Instruction: Return every line of the entries below word for word, but leave out the pictures.

Records to process:
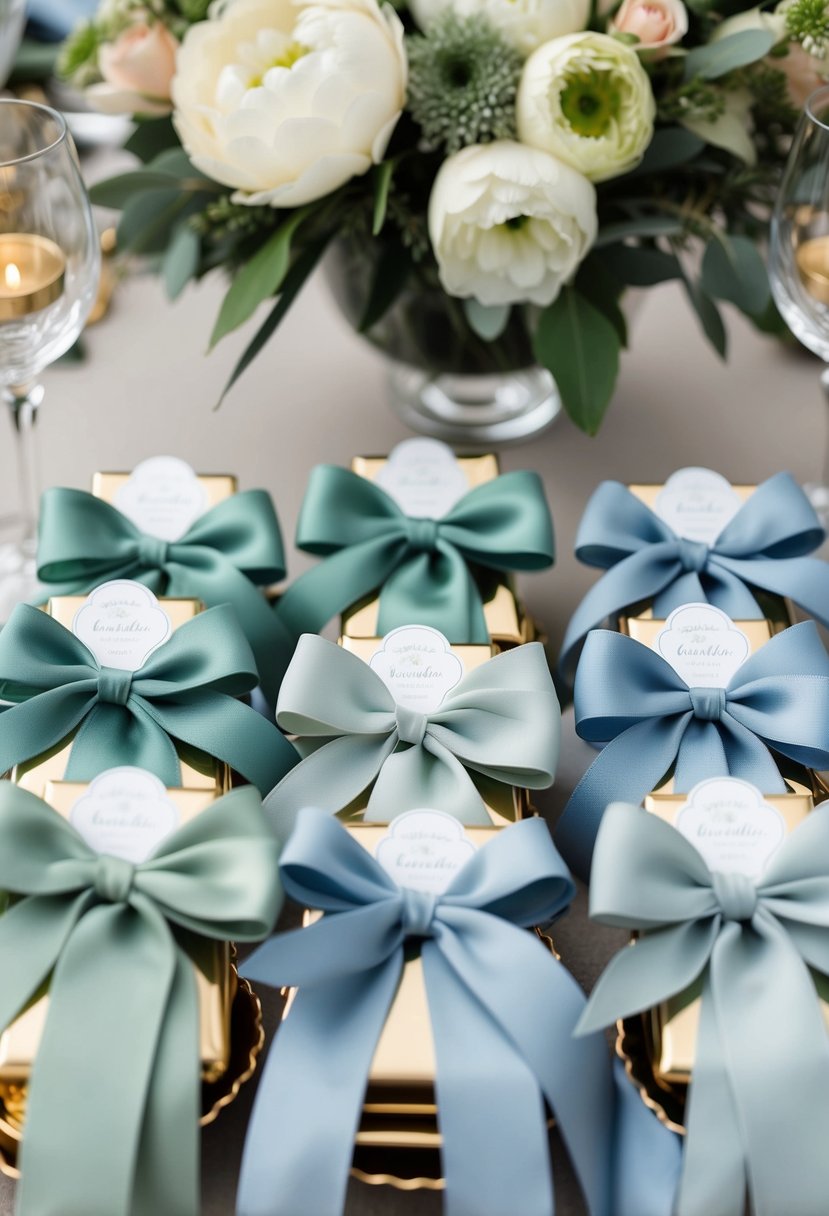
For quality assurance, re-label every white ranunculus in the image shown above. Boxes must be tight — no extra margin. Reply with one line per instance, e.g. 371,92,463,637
408,0,590,55
517,33,656,181
429,140,597,305
173,0,406,207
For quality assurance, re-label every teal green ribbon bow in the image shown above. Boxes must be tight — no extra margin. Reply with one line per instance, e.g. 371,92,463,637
556,621,829,878
237,807,610,1216
559,473,829,682
267,634,560,839
0,604,297,794
38,488,291,704
277,465,554,643
579,804,829,1216
0,782,282,1216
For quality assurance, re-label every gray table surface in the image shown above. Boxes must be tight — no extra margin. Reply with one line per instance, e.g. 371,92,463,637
0,214,828,1216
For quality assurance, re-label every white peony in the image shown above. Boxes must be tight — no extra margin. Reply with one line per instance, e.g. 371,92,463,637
408,0,590,55
517,33,656,181
173,0,406,207
429,140,597,305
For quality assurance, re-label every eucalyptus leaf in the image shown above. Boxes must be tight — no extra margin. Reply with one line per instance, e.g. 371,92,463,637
371,161,394,236
215,237,328,409
534,287,620,435
463,298,512,342
700,232,771,316
686,29,777,80
162,223,202,300
209,207,312,349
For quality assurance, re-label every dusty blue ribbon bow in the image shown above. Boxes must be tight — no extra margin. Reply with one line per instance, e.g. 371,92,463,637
556,621,829,878
559,473,829,682
237,809,617,1216
579,804,829,1216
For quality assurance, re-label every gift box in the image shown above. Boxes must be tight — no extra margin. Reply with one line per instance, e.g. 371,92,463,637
342,454,538,649
644,782,816,1091
10,596,231,798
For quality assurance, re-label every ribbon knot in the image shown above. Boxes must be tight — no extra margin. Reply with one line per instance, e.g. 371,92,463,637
711,871,757,921
688,688,726,722
395,705,429,748
400,886,438,938
98,668,132,705
406,516,438,553
137,533,170,569
677,536,710,574
92,854,135,903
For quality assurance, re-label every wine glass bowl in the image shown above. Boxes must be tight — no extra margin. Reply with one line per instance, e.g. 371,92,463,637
0,100,101,385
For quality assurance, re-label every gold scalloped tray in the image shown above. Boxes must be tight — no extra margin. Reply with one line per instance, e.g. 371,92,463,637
0,967,265,1178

Complete output:
For quality assurance, re-label every white ranunculus in the image shown above. Boxes must be tight — no extra margin. Reply with one line per instance, e.g. 371,92,463,637
408,0,590,55
517,33,656,181
429,140,597,305
173,0,406,207
For quality assurance, re-label every teal green ribbon bow in the image shown above. Boxes must be tight — no extra margin. Reply with one line per instance, e.g. 371,92,463,637
556,621,829,878
237,807,610,1216
559,473,829,682
267,634,560,839
0,604,297,794
38,488,291,704
277,465,554,643
579,804,829,1216
0,782,282,1216
For quality assurance, re-label every gray table surface in the image shown above. Boxes must be tight — no extra margin. Reply with one line per instance, e.g. 371,92,463,637
0,214,828,1216
For quality assurance, re-label every white peony in the image shown above. Boxes must be tight — no extra margin. Reply with one line per instance, e.g. 371,92,463,637
408,0,590,55
517,33,656,181
173,0,406,207
429,140,597,305
For quality assurance, re-label every eucalyptus leaf in the image shown above. Boxes must be tight — no extra margin. Reply with one line per instance, e.g. 371,92,463,637
371,161,394,236
215,237,328,409
534,287,620,435
463,298,512,342
700,232,771,316
686,29,777,80
162,223,202,300
209,207,312,349
For quality assurance, re-label every dusty blue ribbon bow in the image shown above. Boxes must be tight — no extra margin. Reply with one line per instance, e.g. 371,92,463,637
556,621,829,878
559,473,829,682
237,809,617,1216
579,804,829,1216
For quality assurance, re-label every gift box in the image shown above. Boxes must be tight — no extra margin. Reply with one line per instance, e.g. 371,92,463,637
342,454,538,649
644,782,816,1091
10,596,231,798
For quality assurance, re-label every ribbon knot in the image shown above. Boxes must be tight — no extra margin. Reply with one line per instance, e.g. 371,92,463,637
711,871,757,921
688,688,726,722
395,705,429,748
400,886,438,938
98,668,132,705
406,516,438,553
137,533,170,569
677,536,710,574
92,854,135,903
For quality assurance, re-label every wine glass bowl in the image shown above. Boxes must be tight — no extra margin. Reply with one line per instance, e.g. 371,92,463,637
0,100,101,385
For quality assurance, re-label every gold scalloped tray in the image shown above. Boxes must be tight — no extra margin. Reply with one line per instance, e.g. 371,92,463,637
0,967,265,1178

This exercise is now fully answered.